## Page excerpt:

In terms of Norwegian schools, Norwegiansation has meant the omission of Sámi history, language and culture from educational policies, curriculum and, consequently, teaching/learning. However, through Sámi survivance, actions have been taken to remedy this legacy of invisibility, such as the development of a Sámi curriculum for Sámi pupils since 1997 (Broderstad 2022). Over the past forty years, the historical policies and practices of Sámi invisibility within the Norwegian educational system have evolved in step with international Indigenous rights’ development, supported by policies of inclusion and multiculturalism, towards decolonisation and indigenisation (Olsen 2020; Olsen and Andreassen 2017; Andreassen and Olsen 2020).
This paper looks at how Indigenous Education is included in mainstream schools in Norway. Currently, Indigenous Education in Norway is enacted by: (1) the teaching of Sámi language, culture and methodology to Sámi pupils in Sámi schools using the Sámi language, if possible, (2) Sámi language learning for Sámi pupils in Norwegian schools (based on the number of Sámi pupils that desire it), and (3) “mainstreaming”. Mainstreaming broadens the notion of Indigenous Education to include the majority society. It means teaching majority-pupils about Sámi history, culture, lifeways and rights. Not only do pupils learn from and about Indigenous People but, according to Olsen and Andreassen (2017), they also need this knowledge. As Johnsen-Swart and Fønnebø (2023) explain: “an indigenous perspective is also about making room for central values to help make the majority society richer and inclusive of everyone” (p. 48). Significantly, mainstreaming requires active and conscious inclusion of Sami themes and perspectives in mainstream classrooms. This article investigates a supplementary form of Indigenous Education that does not neatly fit into the three examples provided above. Rather, it explores an educational initiative called the Sámi Pathfinders (Samiske veivisere in Norwegian and Sámi Ofelaččat in Northern Sámi).
The Sámi Pathfinders, hereafter referred to as the Pathfinders, are young Sámi adults (18–25 years) who provide knowledge about the Sámi and include Sámi themes and perspectives in their presentations in majority schools. The Pathfinders can be viewed as actors within the Sámi indigenisation of mainstream education. Somby and Olsen (2022) explain indigenisation as an active process that strives to change a system (in this instance, education), to improve conditions for Indigenous Peoples and communities. According to the Sámi Pathfinder website, the Pathfinders make “an enormous contribution to increasing knowledge about the Sámi for many young Norwegians—something which contributes to reducing prejudice and bullying”. Similarly, the Pathfinders interviewed aspired to positively influence Norwegian high school pupils’ and teachers’ attitudes towards the Sámi.
This paper asks, if Indigenous Education can provide a counterbalance to existing stereotypes and discrimination of the Sámi People, then is this achievable simply by increasing knowledge? If so, what kind of knowledge is required? And how best can it be received? Through semi-structured interviews with five Pathfinders, I explored what kind of Indigenous Education they provide, how the Pathfinders interpret their role in relation to combatting stereotypes and discrimination, and their perception of the impact they had. Through reflexive thematic analysis of their data, this study confirmed that there is a lack of knowledge about the Sámi in mainstream education. It also showed that most teachers did not prepare their pupils for the Pathfinders’ visit. Although the Pathfinders’ visit arguably improves pupils’ and teachers’ knowledge about the Sámi, this research suggested that how and how often knowledge is presented matters. It also suggested that who presents knowledge is a factor. Indigenous knowledge that is coupled with contact that is sufficiently close, positive and frequent has greater potential in altering discriminatory tendencies towards the Sámi.

## Location identification entries:
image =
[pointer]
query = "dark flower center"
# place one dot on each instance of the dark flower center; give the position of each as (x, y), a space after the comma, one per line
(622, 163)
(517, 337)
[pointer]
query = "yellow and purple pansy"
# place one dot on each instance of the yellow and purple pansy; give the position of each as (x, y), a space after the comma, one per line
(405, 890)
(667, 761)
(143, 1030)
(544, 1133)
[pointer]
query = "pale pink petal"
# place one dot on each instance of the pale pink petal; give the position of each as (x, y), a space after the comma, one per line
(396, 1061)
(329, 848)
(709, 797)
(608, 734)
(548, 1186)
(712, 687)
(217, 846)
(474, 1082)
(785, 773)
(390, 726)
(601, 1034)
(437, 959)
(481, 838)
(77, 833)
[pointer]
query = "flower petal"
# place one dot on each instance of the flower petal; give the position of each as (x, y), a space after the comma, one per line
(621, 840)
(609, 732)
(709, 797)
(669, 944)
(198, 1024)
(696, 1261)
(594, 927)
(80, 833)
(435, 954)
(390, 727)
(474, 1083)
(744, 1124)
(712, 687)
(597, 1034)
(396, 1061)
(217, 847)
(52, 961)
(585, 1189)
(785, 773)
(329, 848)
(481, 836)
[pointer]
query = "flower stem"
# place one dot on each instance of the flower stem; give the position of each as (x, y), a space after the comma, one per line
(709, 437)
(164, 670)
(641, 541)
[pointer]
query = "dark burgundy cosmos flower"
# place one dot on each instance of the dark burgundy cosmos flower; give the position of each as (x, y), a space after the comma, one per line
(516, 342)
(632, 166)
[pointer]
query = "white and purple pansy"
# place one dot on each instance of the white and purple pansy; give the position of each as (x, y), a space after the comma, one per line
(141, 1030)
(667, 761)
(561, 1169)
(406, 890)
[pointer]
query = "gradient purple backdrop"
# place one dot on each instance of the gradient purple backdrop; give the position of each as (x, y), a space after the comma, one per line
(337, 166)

## Things to do:
[1] Summarize the excerpt on the Sámi Pathfinders in three sentences.
[2] Carry on the excerpt on the Sámi Pathfinders, picking up after its last sentence.
The entries have no connection to the excerpt on the Sámi Pathfinders.

## Answers to each task:
[1] Norwegian schools long omitted Sámi history, language and culture, but measures such as a Sámi curriculum for Sámi pupils since 1997 have sought to remedy this invisibility. The paper examines the Sámi Pathfinders, young Sámi adults aged 18–25 who present Sámi themes and perspectives in majority schools, as a supplementary form of Indigenous Education that does not neatly fit Sámi schooling, Sámi language learning or mainstreaming. Interviews with five Pathfinders confirmed a lack of knowledge about the Sámi in mainstream education and suggested that how, how often and by whom knowledge is presented matters, with close, positive and frequent contact holding greater potential to alter discriminatory tendencies.

[2]
1.1. The Sámi and the Sámi Pathfinders

The Sámi are the internationally and nationally recognised Indigenous People of north-western Europe. Their traditional homelands, known as Sápmi/Sábme/Saepmie or Samiland, stretch across the borders and northern reaches of Norway, Sweden, Finland and Russia. Of the four countries, Norway has the largest population of Sámis, approximately 55,000 (Eriksen 2018a). The Sámi community is made up of diverse groups, which reflect their geographical location, language, traditions and identities. For instance, along the coast are the Sea Sámis, in forest and mountain areas closer to the north-eastern Swedish border are the Marka Sámis (Hætta 2010), and in inner Sápmi are the Reindeer-herding Sámis (Sollid and Olsen 2019). There are also Urban Sámis who live in cities both inside and outside of Sápmi (Dankertsen et al. 2022). The Sámi are the majority in some municipalities in Sápmi, such as Kautokeino and Karasjok. Although this is not the case for all municipalities in Sápmi (Eriksen 2018b), the Sámi live in all municipalities throughout Norway (Somby and Olsen 2022). Despite there being nine living Sámi languages today, they are either considered to be threatened or endangered (Vangsnes 2022). There are three official languages that are taught in Norwegian schools as part of language revitalisation efforts. These are North, Lule and South Sámi.
The Sámi Pathfinders were established in 2004 to help redress the identified knowledge gap about the Sámi that existed in Norwegian schools and society at large (Solberg 2004). Twenty years later, this initiative continues. The initiative is managed by the Sámi University of Applied Sciences (SUAS) located in Guovdageaidnu/Kautokeino in Sápmi. Kautokeino is a majority-Sámi area where most of the population is Sámi, speaks Sámi, and where North Sámi is the main language in municipal services, schools and the health sector. Kautokeino is also home to other significant Sámi institutions, such as the Norwegian Broadcasting Corporation (NRK) Sámi radio and the Department of Education. Each year, SUAS engages a small group of young Sámi adults (18–25 years) to provide knowledge about Sámi society, culture and language (SK Report 2007).
Established in 1989, SUAS was the first university to offer tertiary education in a Sámi language. In partnership with the Norwegian government, who financially ensures the initiative’s continuation, the Pathfinders are employed for one academic year (September-June) to visit Norwegian high schools and hold lectures for pupils in majority schools. The lecture the Pathfinders offer is approximately 90 min and primarily suited for high school pupils and their teachers. These lectures include knowledge about Sámi history, language and culture and what it means to be a young Sámi today. The Sámi Pathfinders’ website assures applicants that through the Sámi Pathfinder initiative they will make “an enormous contribution to increasing knowledge about the Sámi for many young Norwegians—something which contributes to reducing prejudice and bullying” (SP Website 2020).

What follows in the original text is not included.